*Exercise*. Add 131 to every coordinate in the points and write out every line again, from the line with "locate plate rim -- one point per instance" through the last line. Leave the pictures out.
* * *
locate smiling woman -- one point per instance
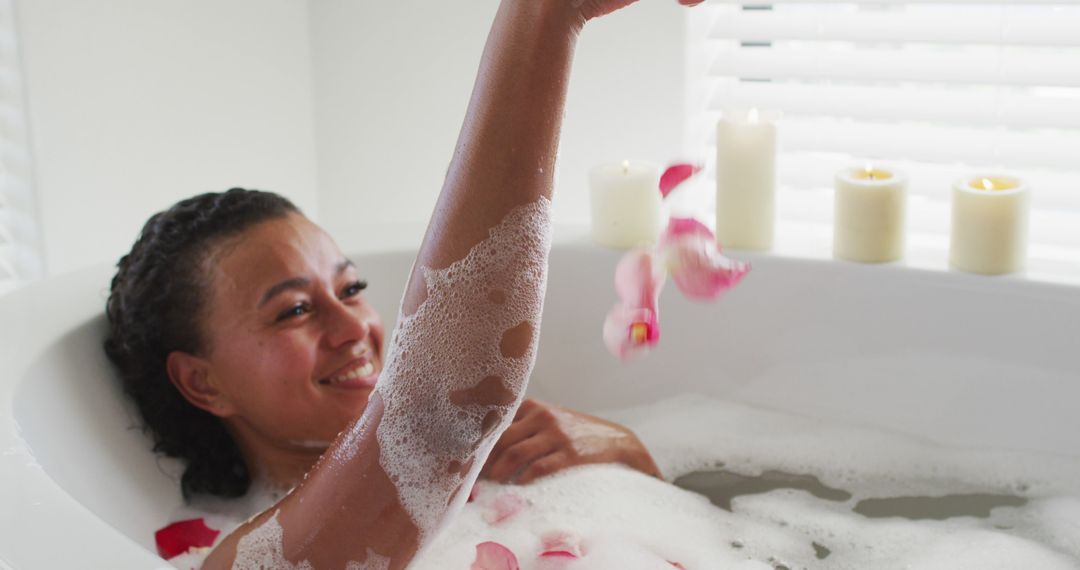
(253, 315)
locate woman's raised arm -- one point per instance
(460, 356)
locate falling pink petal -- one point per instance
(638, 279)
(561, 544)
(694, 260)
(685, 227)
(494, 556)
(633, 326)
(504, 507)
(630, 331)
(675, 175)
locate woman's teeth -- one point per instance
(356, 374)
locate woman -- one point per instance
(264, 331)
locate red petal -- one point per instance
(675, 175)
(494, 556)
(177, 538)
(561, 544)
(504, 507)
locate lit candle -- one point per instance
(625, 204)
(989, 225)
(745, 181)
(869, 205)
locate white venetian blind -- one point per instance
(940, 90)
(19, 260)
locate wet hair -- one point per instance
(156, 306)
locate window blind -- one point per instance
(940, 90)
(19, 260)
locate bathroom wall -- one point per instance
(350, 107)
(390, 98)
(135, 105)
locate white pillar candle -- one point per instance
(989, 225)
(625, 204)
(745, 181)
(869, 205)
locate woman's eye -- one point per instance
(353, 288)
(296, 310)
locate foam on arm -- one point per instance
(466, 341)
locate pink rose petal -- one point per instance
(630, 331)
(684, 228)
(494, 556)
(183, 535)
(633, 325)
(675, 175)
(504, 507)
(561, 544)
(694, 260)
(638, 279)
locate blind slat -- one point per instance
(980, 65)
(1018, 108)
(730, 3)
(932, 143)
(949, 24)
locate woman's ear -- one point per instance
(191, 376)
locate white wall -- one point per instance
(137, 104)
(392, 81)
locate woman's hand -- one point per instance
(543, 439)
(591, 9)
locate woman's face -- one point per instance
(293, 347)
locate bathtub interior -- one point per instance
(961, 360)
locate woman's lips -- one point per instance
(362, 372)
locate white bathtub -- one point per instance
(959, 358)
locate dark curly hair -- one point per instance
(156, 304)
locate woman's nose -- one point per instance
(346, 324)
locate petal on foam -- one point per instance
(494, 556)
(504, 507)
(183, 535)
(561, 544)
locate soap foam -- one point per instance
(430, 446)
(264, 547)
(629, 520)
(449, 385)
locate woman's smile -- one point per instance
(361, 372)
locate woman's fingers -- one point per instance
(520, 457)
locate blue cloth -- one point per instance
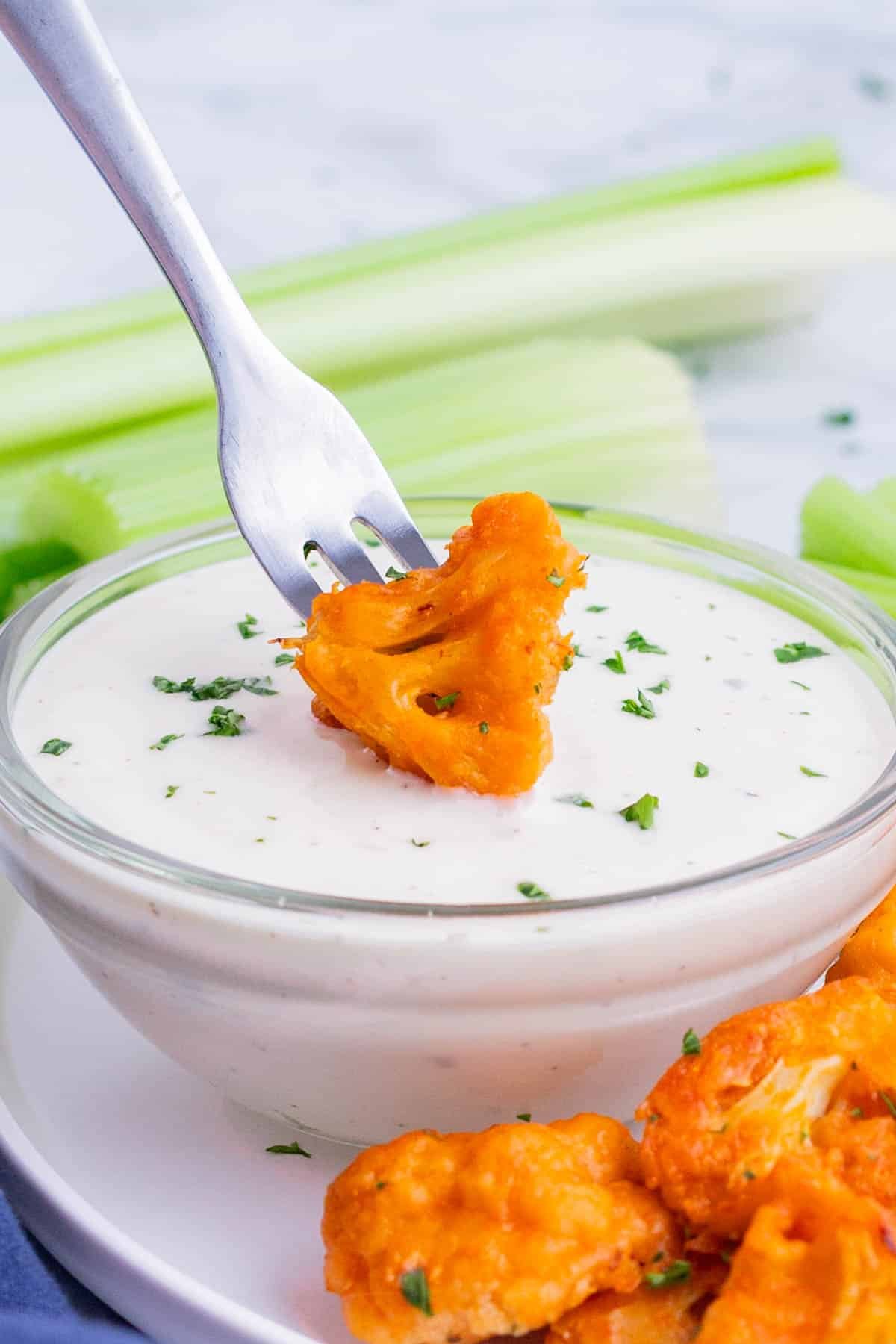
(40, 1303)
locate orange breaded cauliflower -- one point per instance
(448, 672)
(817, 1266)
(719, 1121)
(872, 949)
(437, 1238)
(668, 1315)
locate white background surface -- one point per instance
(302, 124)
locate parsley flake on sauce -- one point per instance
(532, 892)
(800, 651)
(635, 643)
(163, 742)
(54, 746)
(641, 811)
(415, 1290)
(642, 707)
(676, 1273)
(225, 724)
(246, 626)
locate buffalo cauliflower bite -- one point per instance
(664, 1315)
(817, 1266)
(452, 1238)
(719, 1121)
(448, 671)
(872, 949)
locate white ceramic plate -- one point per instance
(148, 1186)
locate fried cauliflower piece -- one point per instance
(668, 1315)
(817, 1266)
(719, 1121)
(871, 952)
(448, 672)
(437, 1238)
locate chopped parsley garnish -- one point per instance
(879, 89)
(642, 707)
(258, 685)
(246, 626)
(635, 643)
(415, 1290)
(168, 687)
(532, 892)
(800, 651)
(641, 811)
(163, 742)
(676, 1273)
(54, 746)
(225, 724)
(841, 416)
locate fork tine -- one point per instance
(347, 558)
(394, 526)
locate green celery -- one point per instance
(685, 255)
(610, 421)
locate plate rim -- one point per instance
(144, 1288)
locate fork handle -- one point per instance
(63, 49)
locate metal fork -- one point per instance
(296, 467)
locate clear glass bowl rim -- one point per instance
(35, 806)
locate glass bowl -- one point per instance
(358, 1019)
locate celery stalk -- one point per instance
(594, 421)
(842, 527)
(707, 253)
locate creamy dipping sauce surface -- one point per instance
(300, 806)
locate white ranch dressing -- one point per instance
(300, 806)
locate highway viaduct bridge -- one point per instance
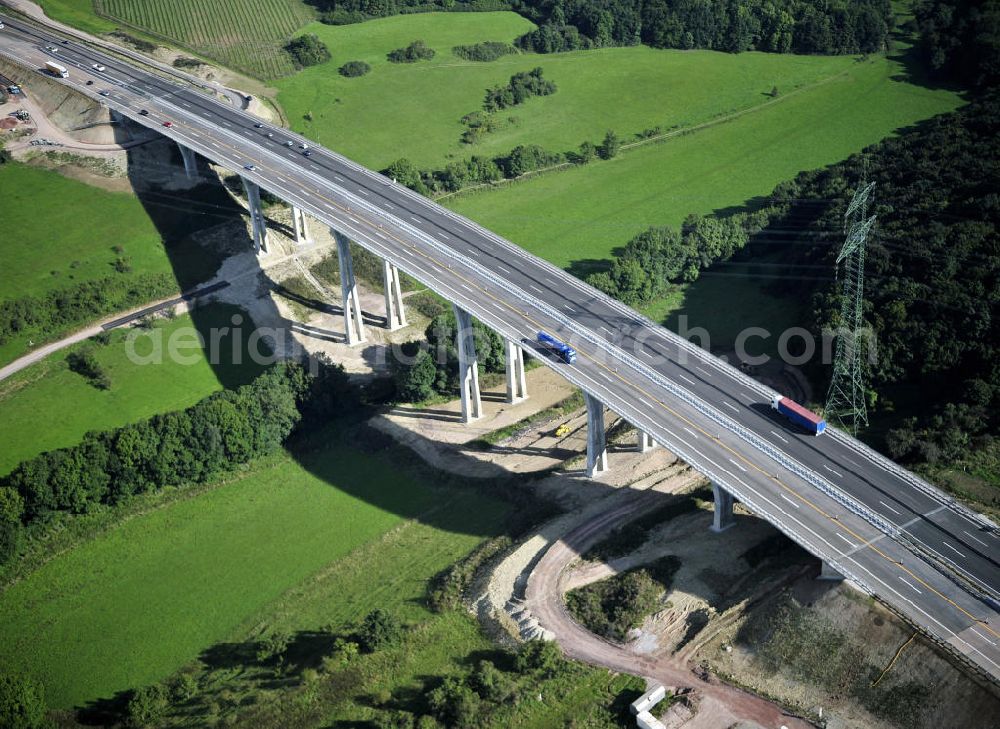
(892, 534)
* * *
*Task result*.
locate plate rim -- one point per instance
(275, 1419)
locate fork handle -- one point per instance
(194, 180)
locate metal fork -- one point per instance
(427, 598)
locate clear glass bowl rim -- one point per instance
(166, 937)
locate glass bowl -- one point per instance
(489, 1150)
locate celery stalk -- one point per instance
(725, 552)
(973, 658)
(838, 384)
locate creamy dipping sauce surface -- one point per instance
(431, 937)
locate white ranch dressing -- one point per instance
(431, 937)
locate highway viaduct bridge -- one point per instance
(1023, 665)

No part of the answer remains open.